-------- DATA LISTING

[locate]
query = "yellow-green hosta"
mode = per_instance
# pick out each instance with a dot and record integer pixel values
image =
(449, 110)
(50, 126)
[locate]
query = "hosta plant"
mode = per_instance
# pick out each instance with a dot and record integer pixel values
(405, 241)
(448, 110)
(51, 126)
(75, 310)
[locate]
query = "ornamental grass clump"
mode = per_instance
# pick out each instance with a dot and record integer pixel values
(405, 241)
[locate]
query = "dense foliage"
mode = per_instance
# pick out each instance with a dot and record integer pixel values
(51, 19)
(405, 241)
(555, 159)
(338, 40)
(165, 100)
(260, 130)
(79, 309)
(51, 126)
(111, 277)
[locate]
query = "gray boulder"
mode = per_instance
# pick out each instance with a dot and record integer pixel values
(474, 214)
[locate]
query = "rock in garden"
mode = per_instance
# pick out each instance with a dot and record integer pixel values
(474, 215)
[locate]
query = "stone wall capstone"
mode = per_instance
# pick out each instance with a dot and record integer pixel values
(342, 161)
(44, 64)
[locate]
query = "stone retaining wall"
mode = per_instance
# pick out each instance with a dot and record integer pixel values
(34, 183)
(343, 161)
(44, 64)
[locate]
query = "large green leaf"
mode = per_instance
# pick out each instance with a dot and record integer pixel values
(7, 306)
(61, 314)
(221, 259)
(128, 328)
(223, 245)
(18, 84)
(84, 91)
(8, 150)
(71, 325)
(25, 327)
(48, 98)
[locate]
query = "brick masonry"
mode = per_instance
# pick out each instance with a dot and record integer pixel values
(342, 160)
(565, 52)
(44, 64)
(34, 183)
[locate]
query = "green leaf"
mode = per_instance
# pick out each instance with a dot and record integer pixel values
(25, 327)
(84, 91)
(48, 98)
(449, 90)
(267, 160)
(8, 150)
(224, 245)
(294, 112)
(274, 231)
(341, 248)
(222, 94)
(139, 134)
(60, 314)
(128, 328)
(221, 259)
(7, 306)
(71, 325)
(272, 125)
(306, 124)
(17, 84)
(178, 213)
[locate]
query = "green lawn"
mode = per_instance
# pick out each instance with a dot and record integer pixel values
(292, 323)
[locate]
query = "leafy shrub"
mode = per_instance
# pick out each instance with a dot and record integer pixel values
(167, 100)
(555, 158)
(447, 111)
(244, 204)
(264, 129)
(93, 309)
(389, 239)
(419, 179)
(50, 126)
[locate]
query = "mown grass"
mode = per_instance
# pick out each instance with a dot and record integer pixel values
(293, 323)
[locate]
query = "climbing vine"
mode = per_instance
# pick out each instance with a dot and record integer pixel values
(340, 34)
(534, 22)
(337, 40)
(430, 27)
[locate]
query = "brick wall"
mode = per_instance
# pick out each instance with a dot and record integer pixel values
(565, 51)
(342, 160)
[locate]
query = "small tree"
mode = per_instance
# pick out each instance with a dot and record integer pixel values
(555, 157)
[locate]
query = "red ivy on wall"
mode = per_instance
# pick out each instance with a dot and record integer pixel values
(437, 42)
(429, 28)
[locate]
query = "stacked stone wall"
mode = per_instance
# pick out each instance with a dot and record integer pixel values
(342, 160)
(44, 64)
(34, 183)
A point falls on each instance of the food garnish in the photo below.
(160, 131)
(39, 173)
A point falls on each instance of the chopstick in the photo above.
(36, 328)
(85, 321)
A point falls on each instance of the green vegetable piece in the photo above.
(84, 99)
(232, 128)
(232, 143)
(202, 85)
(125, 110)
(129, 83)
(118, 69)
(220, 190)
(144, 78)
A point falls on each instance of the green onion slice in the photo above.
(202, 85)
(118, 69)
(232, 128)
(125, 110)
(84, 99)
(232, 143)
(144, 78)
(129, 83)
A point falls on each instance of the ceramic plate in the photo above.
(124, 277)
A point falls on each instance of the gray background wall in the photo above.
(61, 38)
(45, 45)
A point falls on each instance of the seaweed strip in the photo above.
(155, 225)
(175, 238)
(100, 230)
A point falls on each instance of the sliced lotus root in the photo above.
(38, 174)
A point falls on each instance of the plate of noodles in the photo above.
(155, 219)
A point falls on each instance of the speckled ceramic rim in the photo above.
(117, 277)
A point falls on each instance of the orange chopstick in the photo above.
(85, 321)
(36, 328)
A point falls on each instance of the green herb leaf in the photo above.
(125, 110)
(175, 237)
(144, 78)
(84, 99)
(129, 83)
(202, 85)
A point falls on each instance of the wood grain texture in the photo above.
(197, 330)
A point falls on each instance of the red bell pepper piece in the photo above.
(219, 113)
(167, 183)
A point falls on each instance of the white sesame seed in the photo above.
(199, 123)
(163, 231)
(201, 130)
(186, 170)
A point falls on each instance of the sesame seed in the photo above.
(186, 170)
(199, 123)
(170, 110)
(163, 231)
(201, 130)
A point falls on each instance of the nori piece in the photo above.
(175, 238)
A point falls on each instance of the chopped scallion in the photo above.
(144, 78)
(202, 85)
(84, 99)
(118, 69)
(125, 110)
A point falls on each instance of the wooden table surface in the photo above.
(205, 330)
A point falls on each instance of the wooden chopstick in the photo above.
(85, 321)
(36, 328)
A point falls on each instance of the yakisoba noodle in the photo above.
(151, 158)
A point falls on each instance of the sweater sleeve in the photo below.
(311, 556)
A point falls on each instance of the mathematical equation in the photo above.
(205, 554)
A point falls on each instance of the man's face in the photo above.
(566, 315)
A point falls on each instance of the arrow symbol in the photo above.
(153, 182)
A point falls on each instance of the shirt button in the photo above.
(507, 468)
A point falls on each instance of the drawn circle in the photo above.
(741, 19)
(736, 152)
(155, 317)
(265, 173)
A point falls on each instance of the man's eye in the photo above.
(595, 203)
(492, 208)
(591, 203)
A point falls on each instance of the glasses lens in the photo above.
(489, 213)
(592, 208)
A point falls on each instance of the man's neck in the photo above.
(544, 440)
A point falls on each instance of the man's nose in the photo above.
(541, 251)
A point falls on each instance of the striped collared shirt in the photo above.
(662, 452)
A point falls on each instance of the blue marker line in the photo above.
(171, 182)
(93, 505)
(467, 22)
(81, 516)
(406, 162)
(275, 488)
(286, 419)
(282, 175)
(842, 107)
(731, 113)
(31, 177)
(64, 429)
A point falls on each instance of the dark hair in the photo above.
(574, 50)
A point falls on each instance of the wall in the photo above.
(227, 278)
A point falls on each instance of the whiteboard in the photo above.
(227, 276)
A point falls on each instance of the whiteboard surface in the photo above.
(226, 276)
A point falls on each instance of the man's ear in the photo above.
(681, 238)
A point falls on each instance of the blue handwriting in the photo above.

----------------

Rewrite the lines above, changing every "with a dot" to "with a pin" and leaving everything else as it is.

[locate]
query = "yellow-green hosta"
mode = per_instance
# pick out each instance with a pin and record integer pixel values
image =
(449, 110)
(50, 126)
[locate]
query = "hosta plant"
mode = per_instance
# pick out each instance with a pin and record integer pixel values
(405, 241)
(448, 110)
(51, 126)
(75, 310)
[locate]
query = "ornamental grass clump"
mode = per_instance
# pick out each instance with a pin and record integer pixel values
(405, 241)
[locate]
query = "dense foliage"
mode = per_instance
# pick out each instance with a pin and record integer pixel values
(51, 19)
(405, 241)
(555, 159)
(338, 40)
(165, 100)
(260, 130)
(79, 309)
(51, 126)
(111, 277)
[locate]
query = "gray boulder"
mode = per_instance
# pick out each instance with a pin and record integer pixel values
(474, 214)
[locate]
query = "rock in garden"
mode = per_instance
# pick out each instance with a pin and record integer pixel values
(474, 215)
[locate]
query = "stone wall capstone"
mode = per_instance
# pick out each instance with a pin and record integer pixel values
(342, 161)
(44, 64)
[locate]
query = "stone retaining wall"
mode = per_instance
# pick out each instance with a pin and record integer pixel values
(34, 183)
(343, 161)
(44, 64)
[locate]
query = "large green leaf"
mode = per_instance
# pick out each instance with a pin and record integer pixel values
(7, 306)
(61, 314)
(221, 259)
(128, 328)
(223, 245)
(18, 84)
(84, 91)
(8, 150)
(71, 325)
(25, 327)
(48, 98)
[locate]
query = "brick masonry"
mode = per_instance
# pick out each instance with a pin and record integer pixel values
(342, 160)
(565, 52)
(44, 64)
(34, 183)
[locate]
query = "green leaf"
mode = per_instance
# pick out each instance with a pin and record integer pixel values
(25, 327)
(84, 91)
(48, 98)
(449, 90)
(267, 160)
(8, 150)
(224, 245)
(294, 112)
(274, 231)
(341, 248)
(222, 94)
(139, 134)
(60, 314)
(128, 328)
(221, 259)
(7, 306)
(71, 325)
(272, 125)
(306, 124)
(17, 84)
(178, 213)
[locate]
query = "green lawn"
mode = per_instance
# pick out each instance with a pin and record integer pixel values
(292, 323)
[locate]
query = "leafy shrub"
mode = per_instance
# pick out each instance with a pin and record integer pixel values
(167, 100)
(555, 158)
(447, 111)
(244, 204)
(264, 129)
(93, 309)
(389, 239)
(419, 179)
(50, 126)
[locate]
query = "mown grass"
mode = per_instance
# pick out each instance with a pin and record integer pixel values
(293, 323)
[locate]
query = "climbing vine"
mode = per_instance
# pick out each instance with a pin and record integer pixel values
(340, 34)
(534, 22)
(337, 40)
(430, 27)
[locate]
query = "brick wall"
mode = per_instance
# pick out each instance with a pin and record integer pixel values
(565, 51)
(342, 160)
[locate]
query = "small tree"
mode = per_instance
# pick out each instance with a pin and record integer pixel values
(555, 157)
[locate]
query = "red ivy on wall"
mode = per_instance
# pick out each instance with a pin and record integer pixel values
(437, 42)
(429, 28)
[locate]
query = "stacked stone wall"
mode = per_instance
# pick out each instance with a pin and record integer pixel values
(342, 160)
(44, 64)
(34, 183)
A point falls on each instance of the food garnish in the photo below.
(160, 131)
(39, 173)
A point falls on each instance of the chopstick in the photo above.
(36, 328)
(85, 321)
A point falls on each instance of the green vegetable piece in the photo above.
(84, 99)
(232, 128)
(232, 143)
(202, 85)
(125, 110)
(129, 83)
(118, 69)
(220, 190)
(144, 78)
A point falls on each instance of the green onion slice in the photo above.
(202, 85)
(118, 69)
(232, 128)
(125, 110)
(84, 99)
(232, 143)
(144, 78)
(129, 83)
A point falls on each instance of the ceramic plate in the photo above.
(124, 277)
A point falls on each instance of the gray background wall in the photo above.
(61, 38)
(45, 45)
A point falls on each instance of the seaweed strip in the photo above.
(155, 225)
(175, 238)
(100, 230)
A point falls on each instance of the sliced lotus root in the photo above.
(38, 174)
A point falls on each instance of the plate of noodles in the photo above.
(155, 219)
A point falls on each instance of the speckled ceramic rim in the photo above.
(117, 277)
A point falls on each instance of the orange chopstick in the photo above.
(85, 321)
(36, 328)
A point falls on each instance of the green herb leaf in the photo above.
(125, 110)
(175, 237)
(144, 78)
(84, 99)
(129, 83)
(202, 85)
A point falls on each instance of the wood grain texture in the photo above.
(197, 330)
A point falls on each instance of the red bell pepper piece in the photo above.
(219, 113)
(167, 183)
A point falls on each instance of the white sesame seed in the photo above.
(199, 123)
(163, 231)
(201, 130)
(186, 170)
A point falls on each instance of the sesame seed in the photo above.
(186, 170)
(199, 123)
(170, 110)
(163, 231)
(201, 130)
A point falls on each instance of the nori piece in the photo above.
(175, 238)
A point falls on each instance of the chopped scallion in the photo above.
(144, 78)
(202, 85)
(84, 99)
(118, 69)
(125, 110)
A point falls on each instance of the wooden table surface in the photo above.
(205, 330)
A point falls on each instance of the wooden chopstick in the photo above.
(85, 321)
(36, 328)
A point falls on each instance of the yakisoba noodle in the photo above.
(151, 158)
A point falls on each instance of the sweater sleeve in the photo below.
(311, 556)
A point falls on each instance of the mathematical equation in the photo above.
(205, 554)
A point falls on each instance of the man's face in the photo above.
(566, 315)
A point falls on each instance of the arrow symbol in the photo above.
(153, 182)
A point falls on each instance of the shirt button in the photo above.
(507, 468)
A point falls on each instance of the drawn circle in the photo above.
(741, 19)
(736, 152)
(155, 317)
(265, 173)
A point falls on each instance of the man's eye in the photo above.
(595, 203)
(492, 208)
(591, 203)
A point falls on each instance of the glasses lens in the photo above.
(489, 213)
(592, 208)
A point falls on each instance of the man's neck in the photo above.
(544, 440)
A point falls on each instance of the man's nose in the photo above.
(541, 251)
A point falls on each instance of the striped collared shirt in the photo above.
(662, 452)
A point falls on each instance of the blue marker line in the photo above.
(171, 182)
(93, 505)
(467, 22)
(81, 516)
(406, 162)
(275, 488)
(286, 419)
(282, 175)
(842, 107)
(731, 113)
(31, 177)
(64, 429)
A point falls on each instance of the dark hair in the photo above.
(574, 50)
A point falls on each instance of the wall in the photo above.
(227, 278)
A point falls on each instance of the whiteboard in the photo above.
(227, 276)
A point falls on each instance of the whiteboard surface in the photo above.
(226, 276)
A point falls on each instance of the man's ear in the photo above.
(681, 238)
A point falls on each instance of the blue handwriting in the photo above.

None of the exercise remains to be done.